▸ WORK INSTRUCTIONS
Please rewrite everything in the records below, from the start down to the line that contains "[377,207,512,394]", including that line. Keep every request and shift each bounding box by adding 25 to every coordinate.

═══ INFORMATION SHOWN ═══

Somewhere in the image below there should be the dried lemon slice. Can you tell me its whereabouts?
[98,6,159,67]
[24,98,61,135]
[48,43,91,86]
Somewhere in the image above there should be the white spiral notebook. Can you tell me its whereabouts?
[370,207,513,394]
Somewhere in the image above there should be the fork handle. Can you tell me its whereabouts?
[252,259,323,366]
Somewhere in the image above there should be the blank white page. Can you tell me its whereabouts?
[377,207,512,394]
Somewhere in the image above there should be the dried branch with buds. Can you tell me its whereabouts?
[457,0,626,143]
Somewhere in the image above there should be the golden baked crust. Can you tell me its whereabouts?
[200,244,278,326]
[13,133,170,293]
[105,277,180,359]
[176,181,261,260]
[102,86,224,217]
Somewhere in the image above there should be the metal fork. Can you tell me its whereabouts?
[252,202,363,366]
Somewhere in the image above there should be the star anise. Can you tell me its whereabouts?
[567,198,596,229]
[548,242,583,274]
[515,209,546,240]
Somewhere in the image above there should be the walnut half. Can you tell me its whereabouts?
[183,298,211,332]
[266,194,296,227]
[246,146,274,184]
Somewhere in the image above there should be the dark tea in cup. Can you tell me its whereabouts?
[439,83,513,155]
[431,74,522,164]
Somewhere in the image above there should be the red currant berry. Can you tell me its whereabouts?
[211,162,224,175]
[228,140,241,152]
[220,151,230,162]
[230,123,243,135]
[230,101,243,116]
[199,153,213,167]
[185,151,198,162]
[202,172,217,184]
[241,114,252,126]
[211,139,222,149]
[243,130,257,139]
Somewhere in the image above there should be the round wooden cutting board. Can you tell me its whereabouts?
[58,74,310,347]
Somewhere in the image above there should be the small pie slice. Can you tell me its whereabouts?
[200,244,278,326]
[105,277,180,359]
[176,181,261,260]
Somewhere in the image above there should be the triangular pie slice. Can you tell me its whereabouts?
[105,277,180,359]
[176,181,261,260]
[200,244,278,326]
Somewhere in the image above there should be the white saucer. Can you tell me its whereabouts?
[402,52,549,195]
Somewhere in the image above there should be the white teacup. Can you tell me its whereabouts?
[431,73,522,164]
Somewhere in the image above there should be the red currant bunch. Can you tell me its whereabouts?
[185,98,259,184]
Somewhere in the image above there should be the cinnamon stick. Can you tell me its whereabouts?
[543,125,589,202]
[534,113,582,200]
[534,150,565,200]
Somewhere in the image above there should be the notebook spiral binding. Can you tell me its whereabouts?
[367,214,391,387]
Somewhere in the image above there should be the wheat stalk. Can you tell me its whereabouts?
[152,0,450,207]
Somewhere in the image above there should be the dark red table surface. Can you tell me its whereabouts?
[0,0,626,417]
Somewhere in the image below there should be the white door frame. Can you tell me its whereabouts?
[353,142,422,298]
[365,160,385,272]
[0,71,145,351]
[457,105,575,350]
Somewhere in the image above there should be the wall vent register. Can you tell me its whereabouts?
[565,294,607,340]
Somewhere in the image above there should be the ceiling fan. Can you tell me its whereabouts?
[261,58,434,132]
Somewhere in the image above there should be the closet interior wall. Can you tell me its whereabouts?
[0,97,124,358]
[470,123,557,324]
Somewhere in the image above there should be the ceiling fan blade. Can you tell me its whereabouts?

═══

▸ ANSWER TO THE TASK
Somewhere in the image below there should be the dried lemon slice. Can you tell me its whereabouts?
[123,31,184,92]
[49,123,86,160]
[73,68,116,111]
Somewhere in the image above there should be the white spiral notebook. Can you tell me its whereabouts?
[395,232,538,419]
Somewhere in the image above there should be the fork handle. Can you tell me its whereabouts?
[277,284,348,391]
Somewhere in the image above there should be the blank white page. Can you tell me its whereabouts?
[402,232,537,419]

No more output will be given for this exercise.